• **REQUIRED TASK A**
Print the passage of the course descriptions below from "This course explores" to "Deal.  Prof. Zallen." without any changes.

• **GIVEN TEXT**
___

HIST 227: Europe: 1850-1917

This course examines the operation of the European state system, the impact of the Industrial Revolution, nationalism, and imperialism on European politics and culture, and the tensions and crises that culminated in the breakdown of the European state system during World War I. [W] Prof. Weiner

HIST 228: Europe: World War I to the Present

This course examines the development of European politics and culture since World War I, with particular emphasis on the impact of the Great War and the Russian Revolution, the age of dictators, the origins and impact of World War II, and the rebuilding of European society since 1945 under the shadow of Soviet-American hegemony. [W] Prof. Weiner

HIST 230: Early American History, 1600-1840

This course is an introduction to American political, economic, and social history in the colonial, revolutionary, and early national periods. The course examines the place of the American colonies in the Atlantic World; European-Indian relations; slavery and the origins of racism; the causes and impact of the American Revolution; the rise of political parties; industrialization and commercial development; reform movements; and changes in social structure, religion, ethnicity, and gender roles. Prof. Rosen

HIST 231: Capitalism Takes Command:  U.S. History, 1840-1940

This course explores how, from 1840-1940, struggles among North Americans over questions of land, race, gender, labor, and idealogy shaped the rise of modern capitalism and democracy in the United States.  Topics include:  Indian wars and western expansion, slavery and the Civil War, white supremacy and patriarchy, immigration and industrialization, the Progressive Movement, World War I, civil rights and the Ku Klux Klan; the Great Depression; and the New Deal.  Prof. Zallen.

___

• **INPUT**
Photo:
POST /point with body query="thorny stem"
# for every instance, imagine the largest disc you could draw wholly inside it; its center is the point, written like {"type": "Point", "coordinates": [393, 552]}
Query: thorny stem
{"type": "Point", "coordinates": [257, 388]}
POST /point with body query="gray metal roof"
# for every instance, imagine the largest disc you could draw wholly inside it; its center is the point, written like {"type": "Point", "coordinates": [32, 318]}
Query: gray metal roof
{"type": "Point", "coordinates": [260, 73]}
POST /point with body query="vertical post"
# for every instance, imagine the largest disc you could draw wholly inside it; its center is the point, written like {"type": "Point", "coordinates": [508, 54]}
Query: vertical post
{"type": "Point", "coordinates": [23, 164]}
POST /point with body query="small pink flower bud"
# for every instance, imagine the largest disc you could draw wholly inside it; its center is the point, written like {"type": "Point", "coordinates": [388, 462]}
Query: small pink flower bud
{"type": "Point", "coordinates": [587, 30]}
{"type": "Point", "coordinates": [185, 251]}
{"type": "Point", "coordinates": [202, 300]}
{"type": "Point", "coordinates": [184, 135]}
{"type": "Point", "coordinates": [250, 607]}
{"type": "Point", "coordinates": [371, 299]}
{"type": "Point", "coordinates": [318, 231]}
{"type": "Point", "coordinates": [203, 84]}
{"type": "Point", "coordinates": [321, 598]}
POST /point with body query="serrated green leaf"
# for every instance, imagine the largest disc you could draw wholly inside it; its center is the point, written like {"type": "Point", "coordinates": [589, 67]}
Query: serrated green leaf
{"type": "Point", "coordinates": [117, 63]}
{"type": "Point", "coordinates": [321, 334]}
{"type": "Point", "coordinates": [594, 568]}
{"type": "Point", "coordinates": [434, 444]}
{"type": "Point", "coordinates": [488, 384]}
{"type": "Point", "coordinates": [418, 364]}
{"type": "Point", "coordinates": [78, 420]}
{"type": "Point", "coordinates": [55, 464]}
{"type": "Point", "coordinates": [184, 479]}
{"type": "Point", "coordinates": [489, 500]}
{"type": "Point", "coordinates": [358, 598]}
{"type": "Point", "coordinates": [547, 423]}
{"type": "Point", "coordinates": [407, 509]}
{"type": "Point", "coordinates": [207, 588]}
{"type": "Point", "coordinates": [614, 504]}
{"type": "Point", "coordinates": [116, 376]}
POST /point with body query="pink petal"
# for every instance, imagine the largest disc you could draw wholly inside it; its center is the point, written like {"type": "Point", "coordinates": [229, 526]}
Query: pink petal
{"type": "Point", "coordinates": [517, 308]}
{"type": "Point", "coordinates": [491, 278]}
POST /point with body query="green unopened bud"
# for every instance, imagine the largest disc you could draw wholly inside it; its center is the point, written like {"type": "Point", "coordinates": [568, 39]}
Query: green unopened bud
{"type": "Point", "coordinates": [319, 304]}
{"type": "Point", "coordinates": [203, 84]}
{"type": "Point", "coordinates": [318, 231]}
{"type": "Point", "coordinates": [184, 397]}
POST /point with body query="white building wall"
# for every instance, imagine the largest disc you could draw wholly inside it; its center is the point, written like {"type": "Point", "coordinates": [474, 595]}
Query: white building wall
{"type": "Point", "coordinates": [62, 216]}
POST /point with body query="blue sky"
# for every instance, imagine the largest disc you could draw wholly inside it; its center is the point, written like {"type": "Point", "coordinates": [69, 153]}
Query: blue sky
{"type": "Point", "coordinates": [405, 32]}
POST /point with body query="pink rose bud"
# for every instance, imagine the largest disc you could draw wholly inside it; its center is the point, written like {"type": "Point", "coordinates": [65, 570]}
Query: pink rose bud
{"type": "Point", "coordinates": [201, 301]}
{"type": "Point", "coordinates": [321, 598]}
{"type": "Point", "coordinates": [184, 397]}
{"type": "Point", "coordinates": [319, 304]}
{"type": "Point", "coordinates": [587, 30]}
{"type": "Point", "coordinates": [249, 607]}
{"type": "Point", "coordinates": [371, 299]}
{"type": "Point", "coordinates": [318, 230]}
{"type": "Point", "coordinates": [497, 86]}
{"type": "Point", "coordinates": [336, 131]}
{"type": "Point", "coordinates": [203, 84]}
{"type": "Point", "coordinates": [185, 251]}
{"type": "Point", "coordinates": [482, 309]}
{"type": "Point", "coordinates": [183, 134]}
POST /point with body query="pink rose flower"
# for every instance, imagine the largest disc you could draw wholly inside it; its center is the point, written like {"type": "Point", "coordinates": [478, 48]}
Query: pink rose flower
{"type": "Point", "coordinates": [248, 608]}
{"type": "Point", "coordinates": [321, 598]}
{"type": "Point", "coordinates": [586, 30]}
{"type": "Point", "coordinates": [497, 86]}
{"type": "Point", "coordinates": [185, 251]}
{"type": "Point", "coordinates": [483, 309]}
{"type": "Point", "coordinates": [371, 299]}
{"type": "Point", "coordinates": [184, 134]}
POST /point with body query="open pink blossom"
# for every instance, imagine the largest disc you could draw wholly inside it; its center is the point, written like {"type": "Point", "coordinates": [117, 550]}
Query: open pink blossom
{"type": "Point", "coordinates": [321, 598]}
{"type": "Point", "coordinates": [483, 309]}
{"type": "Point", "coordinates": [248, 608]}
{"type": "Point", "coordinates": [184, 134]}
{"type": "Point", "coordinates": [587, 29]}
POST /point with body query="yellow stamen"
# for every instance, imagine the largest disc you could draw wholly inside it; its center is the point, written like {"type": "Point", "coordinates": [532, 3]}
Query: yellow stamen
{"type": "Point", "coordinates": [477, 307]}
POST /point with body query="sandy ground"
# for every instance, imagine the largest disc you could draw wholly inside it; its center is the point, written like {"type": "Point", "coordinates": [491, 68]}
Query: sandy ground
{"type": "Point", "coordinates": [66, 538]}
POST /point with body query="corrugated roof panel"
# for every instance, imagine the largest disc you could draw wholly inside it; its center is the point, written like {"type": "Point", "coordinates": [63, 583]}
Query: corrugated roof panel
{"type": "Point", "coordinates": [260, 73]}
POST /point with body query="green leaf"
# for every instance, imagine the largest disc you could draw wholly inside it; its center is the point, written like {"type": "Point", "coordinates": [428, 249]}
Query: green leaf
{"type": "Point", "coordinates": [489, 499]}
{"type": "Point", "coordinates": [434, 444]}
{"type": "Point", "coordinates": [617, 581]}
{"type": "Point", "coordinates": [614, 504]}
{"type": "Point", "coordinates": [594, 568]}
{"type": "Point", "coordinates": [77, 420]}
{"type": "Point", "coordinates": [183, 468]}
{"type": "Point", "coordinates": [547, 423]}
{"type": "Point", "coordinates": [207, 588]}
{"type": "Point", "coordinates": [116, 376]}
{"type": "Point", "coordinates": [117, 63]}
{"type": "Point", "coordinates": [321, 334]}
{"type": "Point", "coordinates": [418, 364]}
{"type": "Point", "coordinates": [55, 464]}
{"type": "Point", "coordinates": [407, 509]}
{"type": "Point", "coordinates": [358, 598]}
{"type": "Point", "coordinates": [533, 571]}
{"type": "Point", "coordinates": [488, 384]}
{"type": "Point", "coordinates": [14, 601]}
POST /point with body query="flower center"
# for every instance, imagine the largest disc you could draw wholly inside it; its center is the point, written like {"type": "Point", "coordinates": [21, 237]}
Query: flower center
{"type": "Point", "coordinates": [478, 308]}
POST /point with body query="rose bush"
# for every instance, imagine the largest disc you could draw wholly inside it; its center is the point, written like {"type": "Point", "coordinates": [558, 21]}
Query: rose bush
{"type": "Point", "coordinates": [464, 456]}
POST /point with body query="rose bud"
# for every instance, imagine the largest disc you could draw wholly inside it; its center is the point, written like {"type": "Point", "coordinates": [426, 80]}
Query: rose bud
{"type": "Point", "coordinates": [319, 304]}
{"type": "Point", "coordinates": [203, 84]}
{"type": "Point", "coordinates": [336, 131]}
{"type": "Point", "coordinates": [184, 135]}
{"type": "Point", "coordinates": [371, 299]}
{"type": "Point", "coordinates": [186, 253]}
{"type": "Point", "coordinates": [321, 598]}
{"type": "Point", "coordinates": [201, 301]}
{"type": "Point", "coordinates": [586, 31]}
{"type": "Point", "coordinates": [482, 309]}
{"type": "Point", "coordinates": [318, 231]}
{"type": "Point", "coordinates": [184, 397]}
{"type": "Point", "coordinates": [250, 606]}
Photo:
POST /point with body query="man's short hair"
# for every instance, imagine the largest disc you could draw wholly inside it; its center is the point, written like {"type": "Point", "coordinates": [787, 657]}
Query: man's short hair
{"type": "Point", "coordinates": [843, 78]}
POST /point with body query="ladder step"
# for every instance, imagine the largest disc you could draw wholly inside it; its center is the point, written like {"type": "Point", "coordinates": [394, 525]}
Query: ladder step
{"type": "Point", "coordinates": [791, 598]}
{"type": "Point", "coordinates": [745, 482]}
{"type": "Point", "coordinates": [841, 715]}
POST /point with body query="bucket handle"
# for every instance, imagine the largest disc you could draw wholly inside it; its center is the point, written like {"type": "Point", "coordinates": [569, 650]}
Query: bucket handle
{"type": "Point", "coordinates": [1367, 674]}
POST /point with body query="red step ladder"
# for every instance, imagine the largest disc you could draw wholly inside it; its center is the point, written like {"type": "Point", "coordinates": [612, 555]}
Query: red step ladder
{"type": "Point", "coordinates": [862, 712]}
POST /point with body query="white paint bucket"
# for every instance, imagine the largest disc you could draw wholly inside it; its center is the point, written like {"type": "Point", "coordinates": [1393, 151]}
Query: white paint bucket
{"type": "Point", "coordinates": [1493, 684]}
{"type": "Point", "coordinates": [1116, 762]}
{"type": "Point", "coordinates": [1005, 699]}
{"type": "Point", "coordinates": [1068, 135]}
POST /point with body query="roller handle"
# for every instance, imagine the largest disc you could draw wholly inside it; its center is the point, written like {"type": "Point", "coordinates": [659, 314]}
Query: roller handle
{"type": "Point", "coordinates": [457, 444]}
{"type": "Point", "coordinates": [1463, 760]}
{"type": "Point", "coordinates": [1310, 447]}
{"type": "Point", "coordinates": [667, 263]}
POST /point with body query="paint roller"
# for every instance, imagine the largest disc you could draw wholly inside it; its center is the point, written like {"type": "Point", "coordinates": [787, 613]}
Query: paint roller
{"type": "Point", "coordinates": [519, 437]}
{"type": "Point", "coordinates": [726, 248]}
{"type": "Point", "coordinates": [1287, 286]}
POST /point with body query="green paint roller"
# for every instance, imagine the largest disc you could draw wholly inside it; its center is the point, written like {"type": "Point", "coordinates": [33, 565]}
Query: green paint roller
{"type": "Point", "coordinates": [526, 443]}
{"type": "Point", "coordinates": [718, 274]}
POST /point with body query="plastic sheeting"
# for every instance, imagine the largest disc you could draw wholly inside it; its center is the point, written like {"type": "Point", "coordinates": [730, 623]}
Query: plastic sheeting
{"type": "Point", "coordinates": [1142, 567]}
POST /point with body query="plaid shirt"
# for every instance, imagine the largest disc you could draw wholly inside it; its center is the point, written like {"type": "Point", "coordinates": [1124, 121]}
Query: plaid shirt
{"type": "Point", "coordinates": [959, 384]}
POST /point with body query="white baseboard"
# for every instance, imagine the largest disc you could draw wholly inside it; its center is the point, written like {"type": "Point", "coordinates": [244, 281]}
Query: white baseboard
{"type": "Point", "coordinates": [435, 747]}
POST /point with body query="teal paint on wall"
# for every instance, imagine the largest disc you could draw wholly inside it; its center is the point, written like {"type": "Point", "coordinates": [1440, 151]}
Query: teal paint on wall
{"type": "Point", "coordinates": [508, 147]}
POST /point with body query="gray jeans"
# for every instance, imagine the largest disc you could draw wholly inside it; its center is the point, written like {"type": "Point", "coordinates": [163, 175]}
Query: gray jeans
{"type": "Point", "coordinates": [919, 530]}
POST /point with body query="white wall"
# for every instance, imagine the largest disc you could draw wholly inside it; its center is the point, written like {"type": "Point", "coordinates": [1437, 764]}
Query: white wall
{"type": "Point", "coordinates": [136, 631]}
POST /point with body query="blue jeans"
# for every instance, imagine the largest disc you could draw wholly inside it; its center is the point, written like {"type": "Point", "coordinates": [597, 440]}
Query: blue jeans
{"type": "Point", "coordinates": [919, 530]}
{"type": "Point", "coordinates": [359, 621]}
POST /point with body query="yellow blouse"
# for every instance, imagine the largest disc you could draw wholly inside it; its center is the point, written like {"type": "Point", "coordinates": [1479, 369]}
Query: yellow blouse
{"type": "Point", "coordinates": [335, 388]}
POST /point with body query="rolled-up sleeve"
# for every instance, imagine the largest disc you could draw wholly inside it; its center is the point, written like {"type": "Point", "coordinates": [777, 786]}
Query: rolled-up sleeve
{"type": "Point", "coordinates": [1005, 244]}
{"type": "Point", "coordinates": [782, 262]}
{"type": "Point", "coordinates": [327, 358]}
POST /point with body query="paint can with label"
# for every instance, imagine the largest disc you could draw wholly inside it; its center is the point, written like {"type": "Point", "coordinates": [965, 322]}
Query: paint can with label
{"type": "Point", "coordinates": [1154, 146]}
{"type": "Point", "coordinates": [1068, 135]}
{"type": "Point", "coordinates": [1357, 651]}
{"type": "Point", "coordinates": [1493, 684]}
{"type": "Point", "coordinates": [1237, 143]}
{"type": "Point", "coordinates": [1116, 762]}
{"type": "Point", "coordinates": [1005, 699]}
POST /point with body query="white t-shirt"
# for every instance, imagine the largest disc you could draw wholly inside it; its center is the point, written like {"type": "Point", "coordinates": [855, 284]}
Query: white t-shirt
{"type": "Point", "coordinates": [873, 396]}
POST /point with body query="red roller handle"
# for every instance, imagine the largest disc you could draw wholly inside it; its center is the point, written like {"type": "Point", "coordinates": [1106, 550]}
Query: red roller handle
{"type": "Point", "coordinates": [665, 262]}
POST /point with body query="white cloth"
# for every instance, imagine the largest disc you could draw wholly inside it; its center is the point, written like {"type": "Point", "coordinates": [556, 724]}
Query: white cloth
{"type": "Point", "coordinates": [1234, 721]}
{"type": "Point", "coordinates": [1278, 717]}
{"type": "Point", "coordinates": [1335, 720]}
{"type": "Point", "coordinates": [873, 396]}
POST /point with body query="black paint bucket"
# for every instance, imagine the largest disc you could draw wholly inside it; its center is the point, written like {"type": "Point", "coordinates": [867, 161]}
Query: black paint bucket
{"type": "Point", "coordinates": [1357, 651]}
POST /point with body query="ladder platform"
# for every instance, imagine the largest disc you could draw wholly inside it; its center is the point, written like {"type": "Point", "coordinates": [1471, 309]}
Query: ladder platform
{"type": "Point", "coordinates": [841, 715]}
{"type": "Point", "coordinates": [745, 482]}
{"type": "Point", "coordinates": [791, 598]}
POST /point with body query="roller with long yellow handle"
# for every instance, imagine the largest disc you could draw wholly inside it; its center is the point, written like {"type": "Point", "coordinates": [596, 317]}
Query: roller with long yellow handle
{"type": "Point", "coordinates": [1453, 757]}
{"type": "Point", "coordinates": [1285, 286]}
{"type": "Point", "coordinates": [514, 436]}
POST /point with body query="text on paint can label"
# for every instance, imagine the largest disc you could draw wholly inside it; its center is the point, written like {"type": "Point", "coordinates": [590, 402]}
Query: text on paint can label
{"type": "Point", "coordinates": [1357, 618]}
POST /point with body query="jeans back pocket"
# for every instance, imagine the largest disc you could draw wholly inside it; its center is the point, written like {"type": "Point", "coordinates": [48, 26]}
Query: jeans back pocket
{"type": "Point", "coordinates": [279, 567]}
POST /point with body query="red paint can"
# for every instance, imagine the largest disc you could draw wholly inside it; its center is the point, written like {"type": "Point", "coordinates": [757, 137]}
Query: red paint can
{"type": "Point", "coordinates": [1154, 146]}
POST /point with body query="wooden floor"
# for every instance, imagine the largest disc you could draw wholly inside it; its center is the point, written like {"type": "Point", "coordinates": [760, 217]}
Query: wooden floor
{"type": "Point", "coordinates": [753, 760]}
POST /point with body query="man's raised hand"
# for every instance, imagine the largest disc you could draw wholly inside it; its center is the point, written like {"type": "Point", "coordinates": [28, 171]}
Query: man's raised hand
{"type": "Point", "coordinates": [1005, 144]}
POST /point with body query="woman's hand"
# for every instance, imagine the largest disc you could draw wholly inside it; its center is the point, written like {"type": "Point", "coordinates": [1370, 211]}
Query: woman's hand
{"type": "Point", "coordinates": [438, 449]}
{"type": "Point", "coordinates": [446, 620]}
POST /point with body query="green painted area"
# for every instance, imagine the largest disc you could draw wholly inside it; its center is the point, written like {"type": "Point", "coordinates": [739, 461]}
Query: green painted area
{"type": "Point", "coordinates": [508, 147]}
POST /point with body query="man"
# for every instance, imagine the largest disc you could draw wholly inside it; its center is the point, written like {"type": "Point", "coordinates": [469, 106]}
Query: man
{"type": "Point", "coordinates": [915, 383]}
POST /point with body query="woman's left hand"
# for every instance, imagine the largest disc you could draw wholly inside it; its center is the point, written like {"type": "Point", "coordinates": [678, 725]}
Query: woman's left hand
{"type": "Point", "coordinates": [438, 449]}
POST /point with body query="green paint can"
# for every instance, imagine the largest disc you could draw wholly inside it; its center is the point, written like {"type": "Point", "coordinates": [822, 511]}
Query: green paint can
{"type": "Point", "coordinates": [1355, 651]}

___

• **REQUIRED TASK B**
List each line of the records above that contains the string "black". Matching is case-sensitive.

• **WRITTEN RESPONSE A**
This course explores how, from 1840-1940, struggles among North Americans over questions of land, race, gender, labor, and idealogy shaped the rise of modern capitalism and democracy in the United States.  Topics include:  Indian wars and western expansion, slavery and the Civil War, white supremacy and patriarchy, immigration and industrialization, the Progressive Movement, World War I, civil rights and the Ku Klux Klan; the Great Depression; and the New Deal.  Prof. Zallen.

• **WRITTEN RESPONSE B**
POST /point with body query="black paint bucket"
Query: black paint bucket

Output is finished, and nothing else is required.